═════ TRECHO DO DOCUMENTO

Da Revista IstoÉ Dinheiro
Foto: Gabriel Wallace (Aeroin)
A palavra Itapemirim é sinônimo de transporte rodoviário de passageiros no Brasil há 68 anos. A empresa fundada na capixaba Cachoeiro do Itapemirim, cruza o Brasil com seus ônibus desde 1953 e, no fim de junho, deu início à sua viagem mais desafiadora em trajeto visível apenas nos radares: o céu do País. Sob desconfiança em razão de dívidas tributárias de R$ 2,2 bilhões do Grupo Itapemirim, a Itapemirim Transportes Aéreos (ITA) fez o voo inaugural entre São Paulo e Brasília. O planejamento atual atende oito cidades e, até meados de 2022, deve atingir 35 destinos nacionais. Já em 2023 a meta é criar raízes na Europa e, na sequência, nos Estados Unidos. “Já estamos conversando com investidores de Portugal e da Inglaterra, além de um terceiro país do continente”, disse à Dinheiro Sidnei Piva, presidente do Grupo Itapemirim. “A ideia é montar uma empresa em cada região. Vão voar por lá. E as duas terão ligação com a ITA no Brasil.”
A experiência no céu não é a primeira do Grupo Itapemirim. No início da década de 1990, a companhia operou transporte de carga no País, mas as atividades foram encerradas pouco tempo depois. Desta vez, no entanto, o executivo garante que o projeto é “para mais de 80 anos”, embalado por US$ 500 milhões que teriam sido investidos por um fundo árabe (o nome é mantido em sigilo), além de R$ 150 milhões de capital próprio do grupo. O dinheiro vem sendo utilizado no desenvolvimento da empresa. Cinco aviões Airbus A320ceo já integram a frota, que deverá ter 50 até a metade do ano que vem. O número de funcionários também segue em crescimento. Atualmente são 500, com previsão de contratação de 1,5 mil em agosto. O plano é alcançar 4 mil em 2022.
A confiança do executivo nos negócios é justificada. Além de a companhia aérea já estar com taxa de ocupação de 60%, apesar do curto período de atuação, Piva também considera o Grupo Itapemirim fora do processo de recuperação judicial (RJ), iniciado em 2016. No fim de maio, a organização protocolou uma petição para encerrar a ação na 1ª Vara de Falências e Recuperações Judiciais do foro central da comarca de São Paulo e aguarda decisão. Segundo ele, todas as cláusulas do processo estão sendo cumpridas. “Recuperamos a empresa, o que parecia impossível, e montamos o maior case de negócio que é uma companhia aérea.”
A experiência com a RJ da Itapemirim serve de base para o presidente comentar a situação da aérea Latam, em recuperação judicial nos Estados Unidos, por causa de dívidas de US$ 18 bilhões. A Azul estaria interessada em adquirir as operações domésticas brasileiras da empresa. Apesar de afirmar que aquisições fazem parte do jogo, Piva mostra-se contrário à compra ao destacar que o mercado nacional movimenta apenas 4% da população e que a disputa entre quatro ou mais companhias “aumentaria a concorrência e forçaria todas a melhorar a qualidade”.

══════════

§ O QUE FAZER:
1. Reescreva o texto sobre a Itapemirim de "A experiência no" a "mil em 2022.", trocando "funcionários" por "colaboradores".
2. Qual é a taxa de ocupação da companhia aérea, segundo o texto sobre a Itapemirim?
O material a seguir vem de outra fonte.

═════ TRECHOS DO MATERIAL

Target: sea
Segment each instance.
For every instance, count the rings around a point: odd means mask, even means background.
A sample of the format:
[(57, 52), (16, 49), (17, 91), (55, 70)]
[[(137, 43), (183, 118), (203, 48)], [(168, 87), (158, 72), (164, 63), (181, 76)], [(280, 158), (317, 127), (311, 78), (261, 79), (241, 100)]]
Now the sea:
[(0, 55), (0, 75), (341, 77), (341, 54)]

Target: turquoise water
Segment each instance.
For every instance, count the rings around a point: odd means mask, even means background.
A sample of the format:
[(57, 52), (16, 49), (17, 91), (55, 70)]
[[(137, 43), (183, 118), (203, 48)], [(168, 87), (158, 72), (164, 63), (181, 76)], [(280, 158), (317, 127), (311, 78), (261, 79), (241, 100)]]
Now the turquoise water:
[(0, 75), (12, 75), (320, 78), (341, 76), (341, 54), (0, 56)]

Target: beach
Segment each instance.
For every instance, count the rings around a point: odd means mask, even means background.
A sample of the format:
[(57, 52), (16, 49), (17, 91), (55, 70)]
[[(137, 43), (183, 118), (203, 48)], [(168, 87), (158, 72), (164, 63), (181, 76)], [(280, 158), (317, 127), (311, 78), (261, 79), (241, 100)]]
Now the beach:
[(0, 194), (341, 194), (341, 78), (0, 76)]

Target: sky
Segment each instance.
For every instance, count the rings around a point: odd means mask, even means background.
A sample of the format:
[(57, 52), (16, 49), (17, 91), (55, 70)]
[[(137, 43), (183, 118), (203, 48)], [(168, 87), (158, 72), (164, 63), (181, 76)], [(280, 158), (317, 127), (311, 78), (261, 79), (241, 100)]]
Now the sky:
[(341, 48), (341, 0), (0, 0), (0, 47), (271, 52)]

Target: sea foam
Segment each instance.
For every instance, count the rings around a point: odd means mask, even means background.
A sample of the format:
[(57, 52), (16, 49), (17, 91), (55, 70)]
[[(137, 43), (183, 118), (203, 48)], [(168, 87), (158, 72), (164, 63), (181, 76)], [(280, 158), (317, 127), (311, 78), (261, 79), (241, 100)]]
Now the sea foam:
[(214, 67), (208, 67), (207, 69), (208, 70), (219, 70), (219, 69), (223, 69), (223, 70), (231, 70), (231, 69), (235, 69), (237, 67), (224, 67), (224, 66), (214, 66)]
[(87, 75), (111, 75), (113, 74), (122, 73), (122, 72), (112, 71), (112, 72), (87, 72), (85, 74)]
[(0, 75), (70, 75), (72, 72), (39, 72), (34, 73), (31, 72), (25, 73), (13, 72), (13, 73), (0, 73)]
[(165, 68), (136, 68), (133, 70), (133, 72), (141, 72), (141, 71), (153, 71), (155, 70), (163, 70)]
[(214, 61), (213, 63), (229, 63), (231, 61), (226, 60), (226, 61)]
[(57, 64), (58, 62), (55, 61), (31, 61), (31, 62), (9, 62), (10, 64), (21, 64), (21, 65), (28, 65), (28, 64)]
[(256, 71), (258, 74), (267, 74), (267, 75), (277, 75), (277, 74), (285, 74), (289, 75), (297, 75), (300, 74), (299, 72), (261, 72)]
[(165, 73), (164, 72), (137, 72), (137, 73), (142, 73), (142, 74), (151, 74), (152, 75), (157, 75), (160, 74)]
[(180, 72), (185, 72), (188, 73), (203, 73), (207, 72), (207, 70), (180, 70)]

══════════

§ SUAS RESPOSTAS:
1.
A experiência no céu não é a primeira do Grupo Itapemirim. No início da década de 1990, a companhia operou transporte de carga no País, mas as atividades foram encerradas pouco tempo depois. Desta vez, no entanto, o executivo garante que o projeto é “para mais de 80 anos”, embalado por US$ 500 milhões que teriam sido investidos por um fundo árabe (o nome é mantido em sigilo), além de R$ 150 milhões de capital próprio do grupo. O dinheiro vem sendo utilizado no desenvolvimento da empresa. Cinco aviões Airbus A320ceo já integram a frota, que deverá ter 50 até a metade do ano que vem. O número de colaboradores também segue em crescimento. Atualmente são 500, com previsão de contratação de 1,5 mil em agosto. O plano é alcançar 4 mil em 2022.

2. 60%.